## [Исходный текст]
-=-=-

Рафаэль Пишон:«Мне говорили: французы не умеют играть Баха. Немцы — да»

4 мая 2017 в 15:34
В Москве с краткосрочным визитом побывал французский дирижер Рафаэль Пишон — один из самых известных в мире интерпретаторов Баха, лидер ансамбля старинной музыки «Пигмалион». Алексей Мунипов обсудил с ним Баха для Oculus Rift, пустоту Генделя и проблемы движения аутентистов

— Каково это — ставить в театре баховские кантаты? Они ведь не очень для этого предназначены.

— Я очень долго не верил, что Баха вообще можно ставить на сцене. Хотя последние пятнадцать лет много исполняю Баха, и светскую, и духовную музыку, и, в частности, участвую в сценических постановках. Например, мы ставили «Страсти по Иоанну» в Амстердаме. И меня все это страшно бесило, просто страшно. Это слишком мощная музыка и ни в чем таком не нуждается.

И в то же время я был убежден, что баховской музыке театр сам по себе не противопоказан, даже наоборот. Она ведь, в сущности, очень театральная. Просто не надо пытаться ее иллюстрировать. Нужно создать условия, чтобы ее можно было услышать по-другому, внимательно и страстно. Именно это мы и пытались сделать в «Траурной ночи». История, которая разворачивается на сцене, — братья и сестры оплакивают умершего отца — универсальна, она могла произойти где и когда угодно. И это не буквалистская иллюстрация духовных стихов, это способ заставить вас вслушаться в Баха как следует. Этому помогает и сюжет, и свет, то особенное напряжение, которое рождается темнотой… Мы дико переживали перед московской премьерой, потому что эта постановка требует полного молчания аудитории, там в начале звучит такой тихий мотет, и, честно говоря, на первом показе было шумновато. Но это длилось совсем недолго. Прошло пять-шесть минут, и я прямо кожей почувствовал, как все разом замолчали. Такая активная, концентрированная тишина. Нам как раз такое качество тишины и было нужно. К финалу она была просто-таки звенящая.

-=-=-

## [Предоставленный материал]
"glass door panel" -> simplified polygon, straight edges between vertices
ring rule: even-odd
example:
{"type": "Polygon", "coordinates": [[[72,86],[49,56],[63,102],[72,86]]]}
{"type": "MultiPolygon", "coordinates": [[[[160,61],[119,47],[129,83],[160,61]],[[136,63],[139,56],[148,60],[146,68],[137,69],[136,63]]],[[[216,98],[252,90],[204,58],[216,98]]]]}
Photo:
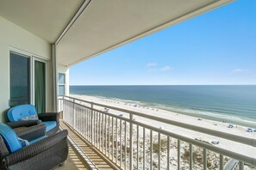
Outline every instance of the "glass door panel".
{"type": "Polygon", "coordinates": [[[30,58],[10,52],[10,99],[9,106],[29,104],[30,100],[30,58]]]}

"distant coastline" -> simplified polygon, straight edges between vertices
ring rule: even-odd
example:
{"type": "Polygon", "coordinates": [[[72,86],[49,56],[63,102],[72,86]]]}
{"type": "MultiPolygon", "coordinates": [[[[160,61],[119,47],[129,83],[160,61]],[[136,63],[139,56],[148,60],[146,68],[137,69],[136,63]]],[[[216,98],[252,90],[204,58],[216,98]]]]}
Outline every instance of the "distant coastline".
{"type": "Polygon", "coordinates": [[[256,85],[71,86],[70,93],[256,128],[256,85]]]}

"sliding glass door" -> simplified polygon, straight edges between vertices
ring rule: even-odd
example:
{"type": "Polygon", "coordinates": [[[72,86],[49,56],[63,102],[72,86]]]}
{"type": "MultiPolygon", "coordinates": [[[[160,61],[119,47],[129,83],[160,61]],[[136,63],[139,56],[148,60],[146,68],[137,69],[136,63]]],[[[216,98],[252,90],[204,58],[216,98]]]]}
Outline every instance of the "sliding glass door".
{"type": "Polygon", "coordinates": [[[10,52],[9,64],[9,106],[29,104],[31,102],[30,58],[10,52]]]}
{"type": "Polygon", "coordinates": [[[33,104],[38,113],[46,112],[45,60],[9,52],[9,106],[33,104]]]}
{"type": "Polygon", "coordinates": [[[34,106],[38,113],[46,112],[46,64],[34,60],[34,106]]]}

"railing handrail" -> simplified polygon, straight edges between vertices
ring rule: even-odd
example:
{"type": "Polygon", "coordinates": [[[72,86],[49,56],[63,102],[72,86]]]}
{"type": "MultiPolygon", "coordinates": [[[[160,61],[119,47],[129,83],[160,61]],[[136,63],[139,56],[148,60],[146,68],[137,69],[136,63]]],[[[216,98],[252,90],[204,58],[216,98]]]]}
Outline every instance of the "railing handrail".
{"type": "Polygon", "coordinates": [[[222,132],[222,131],[215,131],[215,130],[211,130],[211,129],[208,129],[208,128],[204,128],[204,127],[200,127],[200,126],[197,126],[197,125],[192,125],[192,124],[185,124],[185,123],[182,123],[182,122],[178,122],[178,121],[175,121],[175,120],[165,119],[165,118],[159,118],[159,117],[156,117],[156,116],[153,116],[153,115],[148,115],[148,114],[138,112],[135,112],[135,111],[131,111],[131,110],[128,110],[128,109],[116,107],[116,106],[109,106],[109,105],[103,105],[103,104],[100,104],[100,103],[95,103],[95,102],[92,102],[92,101],[80,100],[80,99],[77,99],[77,98],[71,97],[71,96],[64,96],[64,97],[67,97],[67,98],[70,98],[70,99],[72,99],[72,100],[78,100],[78,101],[82,101],[82,102],[85,102],[85,103],[88,103],[88,104],[97,105],[97,106],[103,106],[103,107],[108,107],[108,108],[110,108],[110,109],[120,111],[120,112],[127,112],[127,113],[129,113],[129,114],[134,114],[134,115],[136,115],[136,116],[139,116],[139,117],[143,117],[143,118],[146,118],[153,119],[154,121],[162,122],[162,123],[165,123],[165,124],[172,124],[172,125],[189,129],[189,130],[191,130],[191,131],[197,131],[197,132],[204,133],[204,134],[207,134],[207,135],[210,135],[210,136],[228,139],[228,140],[230,140],[230,141],[237,142],[237,143],[240,143],[250,145],[250,146],[253,146],[253,147],[256,147],[256,139],[253,139],[253,138],[240,137],[240,136],[237,136],[237,135],[234,135],[234,134],[230,134],[230,133],[226,133],[226,132],[222,132]]]}

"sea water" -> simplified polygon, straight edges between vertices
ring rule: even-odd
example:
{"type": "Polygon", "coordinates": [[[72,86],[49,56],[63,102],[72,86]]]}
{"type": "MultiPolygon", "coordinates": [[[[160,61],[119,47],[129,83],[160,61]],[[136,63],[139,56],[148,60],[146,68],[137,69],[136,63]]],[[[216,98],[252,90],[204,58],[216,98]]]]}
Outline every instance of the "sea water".
{"type": "Polygon", "coordinates": [[[70,86],[70,94],[128,100],[256,128],[256,85],[70,86]]]}

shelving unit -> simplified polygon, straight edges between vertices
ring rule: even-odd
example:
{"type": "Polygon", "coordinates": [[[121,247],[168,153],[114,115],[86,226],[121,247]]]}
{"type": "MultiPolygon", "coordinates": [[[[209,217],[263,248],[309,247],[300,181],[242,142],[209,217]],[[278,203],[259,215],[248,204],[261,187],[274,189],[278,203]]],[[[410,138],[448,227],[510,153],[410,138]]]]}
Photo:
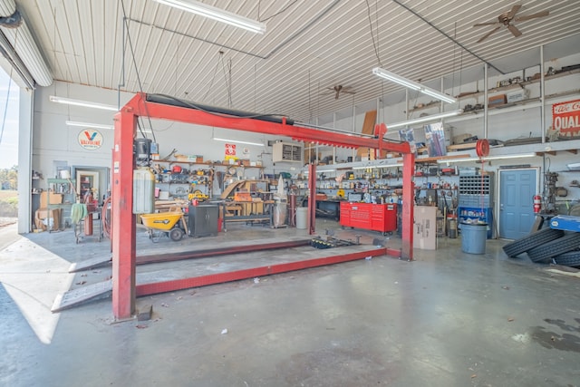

-=-=-

## [Выполните задания]
[1] Определите, соответствуют ли интервью утверждения (а), (б) и (в). На каждое ответьте «да» или «нет» и приведите дословно решающие слова интервью.
(а) Пишон долгое время не верил, что музыку Баха можно ставить на сцене.
(б) «Страсти по Иоанну» ставили в Москве.
(в) На первом московском показе зал с самого начала сидел в полной тишине.
[2] Выведите, пожалуйста, без изменений фрагмент интервью, начиная со слов «4 мая 2017 в» и заканчивая словами «и ни в чем таком не нуждается.».

## [Ответы к заданиям]
[1]
(а) Да: «Я очень долго не верил, что Баха вообще можно ставить на сцене».
(б) Нет: «мы ставили «Страсти по Иоанну» в Амстердаме».
(в) Нет: «на первом показе было шумновато».

[2]
4 мая 2017 в 15:34
В Москве с краткосрочным визитом побывал французский дирижер Рафаэль Пишон — один из самых известных в мире интерпретаторов Баха, лидер ансамбля старинной музыки «Пигмалион». Алексей Мунипов обсудил с ним Баха для Oculus Rift, пустоту Генделя и проблемы движения аутентистов

— Каково это — ставить в театре баховские кантаты? Они ведь не очень для этого предназначены.

— Я очень долго не верил, что Баха вообще можно ставить на сцене. Хотя последние пятнадцать лет много исполняю Баха, и светскую, и духовную музыку, и, в частности, участвую в сценических постановках. Например, мы ставили «Страсти по Иоанну» в Амстердаме. И меня все это страшно бесило, просто страшно. Это слишком мощная музыка и ни в чем таком не нуждается.